Re: advice on running migrations on a large database

2,287 views
Skip to first unread message

Andrew Godwin

unread,
May 19, 2013, 3:36:10 AM5/19/13
to south...@googlegroups.com
Hi Jonathan,

It sounds like you were adding a column with a default value, since you were able to cancel it and it was still there. Adding default values means your database must rewrite every single one of your rows, although even if you add a NULLable column MySQL still does this, which is why it takes 10/15 minutes "normally".

MySQL is also just this slow, and there's no way of cleaning up once they die, since MySQL's support for schema-altering statements (DDL) is very poor. PostgreSQL not only guarantees to add a NULLable column without locking a table and in only a single operation (so it usually takes one or two milliseconds) it also allows wrapping of DDL statements inside transactions - if you were using it when you killed the command, it would have rolled back to the previous state (it may have been faster, but if you're adding default values PostgreSQL still has to rewrite every row, which takes some time).

Don't worry about memory usage - only a single query is being run, so South won't be getting slow because of that.

If you want my honest advice for changing schema on large databases:

 - Use PostgreSQL. We moved Lanyrd to it because we had a ~10 million row table which we needed to add columns to, and it was taking 20 minutes per column under MySQL. It took less time to move the data across than to add our six new columns.

 - If you must use MySQL, consider using OneToOneFields rather than adding columns. It's incredibly inefficient to store things this way and slow to query, but it won't lock the entire old table while you add new data.

 - Generally, never, ever add columns with default values - especially not ones like NOW(). South does its best to stop you doing this - Django handles all defaults in its own ORM before things hit the database anyway, so defaults aren't needed on the DB's side - but if you add a null=False column (the default) South will have to add the column with a default, which is very very slow, and then it'll remove the default afterwards (which is fast), so that the new column has data in all of the existing rows.

Large datasets are generally a pain to handle, but these are my top tips. Most large MySQL installations aren't changing its schema - they're usually implementing a pseudo-database on top of it, with EAV or something like that. Your dataset may well be better suited to a different storage architecture than just plain relational, as well - perhaps JSON blobs if all you're doing is adding a lot of sparse, optional attributes a lot - but without a deeper knowledge of what you're trying to do it's hard to say anything there.

Andrew


On Sun, May 19, 2013 at 3:40 AM, Jonathan Morgan <jonathan....@gmail.com> wrote:
Hello,

I am using Django's ORM for a research project in which I am working with MySQL InnoDB database tables in excess of 2 million rows.  I have started using South for this project to manage database changes as I go (never used it before, pledged to the kickstarter for integrating it into django, decided I should get to know it - I like it so far!).

__________________________________________________

Copy word for word the portion of the migration thread starting with "- Use PostgreSQL." and going on through "six new columns.". The listing has no role in this work.

# Data provided:
__________________________________________________

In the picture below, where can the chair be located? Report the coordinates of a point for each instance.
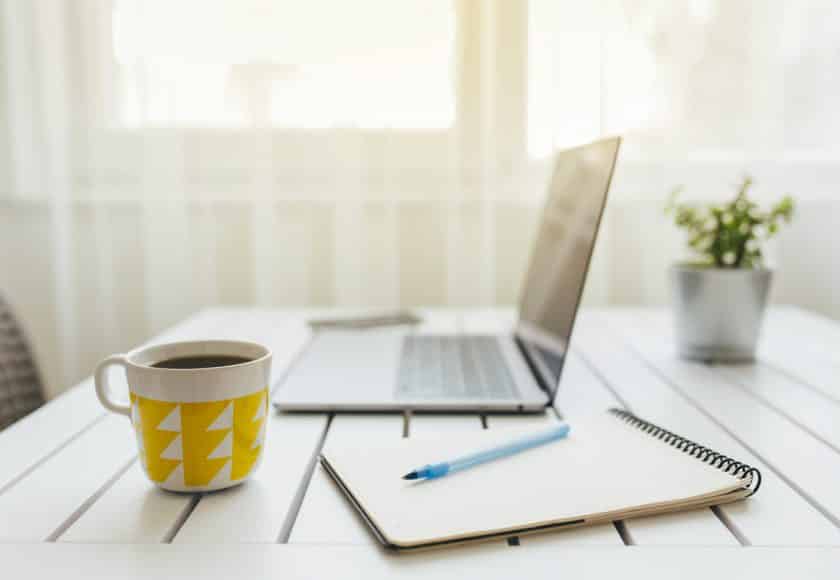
(20, 385)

__________________________________________________

# Reply to the exercise:
- Use PostgreSQL. We moved Lanyrd to it because we had a ~10 million row table which we needed to add columns to, and it was taking 20 minutes per column under MySQL. It took less time to move the data across than to add our six new columns.